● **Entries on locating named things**

————————

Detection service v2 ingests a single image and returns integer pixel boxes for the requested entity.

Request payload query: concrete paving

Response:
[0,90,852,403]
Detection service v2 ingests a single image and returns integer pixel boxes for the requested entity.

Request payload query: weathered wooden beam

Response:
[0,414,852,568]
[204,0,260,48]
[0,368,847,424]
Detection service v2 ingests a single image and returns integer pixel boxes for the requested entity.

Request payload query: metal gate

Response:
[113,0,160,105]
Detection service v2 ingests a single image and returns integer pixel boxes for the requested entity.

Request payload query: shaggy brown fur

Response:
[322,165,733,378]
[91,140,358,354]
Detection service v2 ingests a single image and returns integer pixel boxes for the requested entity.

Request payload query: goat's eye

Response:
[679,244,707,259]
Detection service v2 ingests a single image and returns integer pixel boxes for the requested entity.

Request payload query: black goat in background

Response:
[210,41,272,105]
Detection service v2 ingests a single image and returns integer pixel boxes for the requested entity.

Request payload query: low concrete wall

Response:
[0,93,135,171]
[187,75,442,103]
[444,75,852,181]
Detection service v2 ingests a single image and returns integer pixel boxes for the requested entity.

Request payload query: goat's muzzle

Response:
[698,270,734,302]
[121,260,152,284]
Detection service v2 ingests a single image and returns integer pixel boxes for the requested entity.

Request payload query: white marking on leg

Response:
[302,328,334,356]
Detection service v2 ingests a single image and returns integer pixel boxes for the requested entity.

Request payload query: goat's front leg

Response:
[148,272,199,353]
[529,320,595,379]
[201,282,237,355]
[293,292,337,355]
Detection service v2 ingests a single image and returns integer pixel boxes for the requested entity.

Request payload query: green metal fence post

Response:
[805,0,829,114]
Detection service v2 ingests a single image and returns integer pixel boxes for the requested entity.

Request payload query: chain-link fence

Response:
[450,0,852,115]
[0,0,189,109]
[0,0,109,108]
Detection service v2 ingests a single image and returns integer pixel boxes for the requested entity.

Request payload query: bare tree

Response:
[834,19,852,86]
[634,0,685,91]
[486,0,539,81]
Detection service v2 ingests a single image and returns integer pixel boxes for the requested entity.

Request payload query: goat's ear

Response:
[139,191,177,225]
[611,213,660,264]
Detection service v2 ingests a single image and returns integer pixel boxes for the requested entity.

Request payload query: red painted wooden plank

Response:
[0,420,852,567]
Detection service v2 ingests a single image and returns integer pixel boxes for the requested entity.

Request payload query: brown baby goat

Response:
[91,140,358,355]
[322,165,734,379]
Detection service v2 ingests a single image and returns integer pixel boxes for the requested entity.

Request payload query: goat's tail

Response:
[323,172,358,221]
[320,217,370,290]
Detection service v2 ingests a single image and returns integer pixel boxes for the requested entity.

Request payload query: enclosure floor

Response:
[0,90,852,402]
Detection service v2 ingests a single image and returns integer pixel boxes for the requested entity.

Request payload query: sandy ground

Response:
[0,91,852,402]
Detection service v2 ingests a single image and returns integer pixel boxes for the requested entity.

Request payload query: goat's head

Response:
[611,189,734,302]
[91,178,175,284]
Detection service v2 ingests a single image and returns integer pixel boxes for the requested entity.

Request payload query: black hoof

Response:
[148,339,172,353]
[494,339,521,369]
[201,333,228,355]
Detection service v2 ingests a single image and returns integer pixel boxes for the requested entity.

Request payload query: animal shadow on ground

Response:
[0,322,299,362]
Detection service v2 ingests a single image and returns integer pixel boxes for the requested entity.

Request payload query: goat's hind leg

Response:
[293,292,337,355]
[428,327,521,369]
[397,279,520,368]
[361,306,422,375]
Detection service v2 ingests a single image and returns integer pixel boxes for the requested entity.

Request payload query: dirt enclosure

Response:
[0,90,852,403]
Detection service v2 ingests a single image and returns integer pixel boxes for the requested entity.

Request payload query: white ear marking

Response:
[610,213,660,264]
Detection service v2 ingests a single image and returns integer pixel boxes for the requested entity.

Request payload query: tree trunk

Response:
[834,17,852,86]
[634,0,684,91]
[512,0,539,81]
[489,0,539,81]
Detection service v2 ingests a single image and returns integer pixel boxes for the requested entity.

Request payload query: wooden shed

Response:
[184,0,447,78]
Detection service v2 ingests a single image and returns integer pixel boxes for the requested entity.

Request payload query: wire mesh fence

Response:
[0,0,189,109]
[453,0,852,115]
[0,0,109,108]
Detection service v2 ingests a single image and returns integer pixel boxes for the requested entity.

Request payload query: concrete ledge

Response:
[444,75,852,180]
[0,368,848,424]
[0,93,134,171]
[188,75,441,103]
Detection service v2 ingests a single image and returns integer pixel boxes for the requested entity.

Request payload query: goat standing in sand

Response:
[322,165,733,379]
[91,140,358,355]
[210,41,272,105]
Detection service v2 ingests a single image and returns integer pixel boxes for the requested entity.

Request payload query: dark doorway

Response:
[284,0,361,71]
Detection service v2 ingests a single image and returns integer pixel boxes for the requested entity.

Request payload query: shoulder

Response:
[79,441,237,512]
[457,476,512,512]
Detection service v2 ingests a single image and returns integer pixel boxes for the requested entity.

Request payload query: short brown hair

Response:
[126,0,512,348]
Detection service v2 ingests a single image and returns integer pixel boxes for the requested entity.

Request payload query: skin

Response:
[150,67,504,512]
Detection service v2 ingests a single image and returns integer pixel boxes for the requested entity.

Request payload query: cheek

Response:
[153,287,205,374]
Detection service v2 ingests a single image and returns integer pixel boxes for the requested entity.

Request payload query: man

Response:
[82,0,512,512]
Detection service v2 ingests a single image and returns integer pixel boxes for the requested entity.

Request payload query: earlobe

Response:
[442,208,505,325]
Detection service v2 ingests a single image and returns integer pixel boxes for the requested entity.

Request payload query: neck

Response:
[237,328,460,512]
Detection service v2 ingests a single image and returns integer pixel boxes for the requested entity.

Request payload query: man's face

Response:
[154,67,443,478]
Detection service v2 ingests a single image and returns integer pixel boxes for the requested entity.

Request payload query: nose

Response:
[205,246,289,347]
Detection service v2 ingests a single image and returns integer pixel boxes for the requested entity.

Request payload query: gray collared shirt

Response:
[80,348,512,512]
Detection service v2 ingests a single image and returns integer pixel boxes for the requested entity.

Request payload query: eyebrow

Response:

————————

● **What the task requires**
Please pick out each line in the rows above that contains the word "white" and copy those lines.

● **The solution**
Request payload query: white marking on leg
Request payload query: white ear marking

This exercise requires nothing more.